--- begin MATERIAL PROVIDED ---

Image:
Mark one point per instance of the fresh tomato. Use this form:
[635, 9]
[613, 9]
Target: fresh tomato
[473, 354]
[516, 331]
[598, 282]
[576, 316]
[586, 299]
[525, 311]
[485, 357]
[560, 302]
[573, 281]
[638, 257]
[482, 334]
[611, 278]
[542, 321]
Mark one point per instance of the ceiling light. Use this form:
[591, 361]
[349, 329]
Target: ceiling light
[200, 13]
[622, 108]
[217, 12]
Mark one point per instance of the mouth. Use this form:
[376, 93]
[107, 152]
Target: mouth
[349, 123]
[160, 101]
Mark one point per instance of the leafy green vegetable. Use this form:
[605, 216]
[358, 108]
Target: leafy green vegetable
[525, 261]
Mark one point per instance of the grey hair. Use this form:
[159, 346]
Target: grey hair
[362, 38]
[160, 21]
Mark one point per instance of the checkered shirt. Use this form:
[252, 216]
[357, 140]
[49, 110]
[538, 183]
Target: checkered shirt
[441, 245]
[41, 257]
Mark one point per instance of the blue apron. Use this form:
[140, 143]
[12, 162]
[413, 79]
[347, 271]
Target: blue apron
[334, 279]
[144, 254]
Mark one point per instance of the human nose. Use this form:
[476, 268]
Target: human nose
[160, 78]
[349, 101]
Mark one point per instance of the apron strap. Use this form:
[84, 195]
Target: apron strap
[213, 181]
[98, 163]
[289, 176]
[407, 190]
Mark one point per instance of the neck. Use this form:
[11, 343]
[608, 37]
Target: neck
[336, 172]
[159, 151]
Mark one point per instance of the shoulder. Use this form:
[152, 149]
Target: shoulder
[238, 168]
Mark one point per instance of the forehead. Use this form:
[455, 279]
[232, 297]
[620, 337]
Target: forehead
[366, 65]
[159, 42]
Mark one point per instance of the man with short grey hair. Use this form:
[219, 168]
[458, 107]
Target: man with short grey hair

--- end MATERIAL PROVIDED ---

AIM OF THE TASK
Reproduce all of the records above line for line, without changing anything.

COMPLETE ANSWER
Image:
Mark one point per instance of the fresh tomato. Use this form:
[635, 9]
[613, 9]
Target: fresh tomato
[473, 354]
[516, 331]
[598, 282]
[576, 316]
[586, 299]
[525, 311]
[485, 357]
[560, 302]
[573, 281]
[638, 257]
[482, 334]
[611, 278]
[542, 321]
Mark one point per instance of the ceiling light. Use this form:
[591, 361]
[349, 329]
Target: ceiling light
[200, 13]
[622, 108]
[217, 12]
Mark one point per instance of the mouth. Use this form:
[376, 93]
[107, 152]
Target: mouth
[349, 123]
[160, 101]
Mark one point per instance of the leafy green vegetable. Use this form:
[605, 216]
[358, 108]
Target: leafy green vegetable
[525, 261]
Mark one point per instance of the grey hair. Use this form:
[159, 346]
Target: grey hair
[362, 38]
[160, 21]
Mark one point per instance of the checkered shirt. Use this form:
[252, 216]
[357, 140]
[49, 110]
[538, 183]
Target: checkered shirt
[441, 245]
[41, 257]
Mark one point per instance of the blue apron. Use this form:
[140, 143]
[12, 162]
[413, 79]
[347, 271]
Target: blue apron
[334, 279]
[144, 254]
Mark one point per instance of the human nose. Use this form:
[476, 268]
Target: human nose
[160, 78]
[349, 101]
Mark one point per instance of the apron strap. Use this form:
[84, 195]
Target: apron strap
[213, 181]
[98, 163]
[289, 176]
[407, 190]
Mark one point per instance of the neck. Use this form:
[11, 343]
[608, 37]
Target: neck
[336, 172]
[159, 151]
Mark one point per instance of the shoulder. Use this form:
[152, 149]
Target: shoulder
[238, 168]
Mark one point per instance of the forehead. Use this form:
[455, 279]
[232, 297]
[620, 337]
Target: forehead
[366, 65]
[159, 42]
Mark one point per instance of the man with short grey hair. Use this form:
[219, 168]
[458, 107]
Target: man with short grey hair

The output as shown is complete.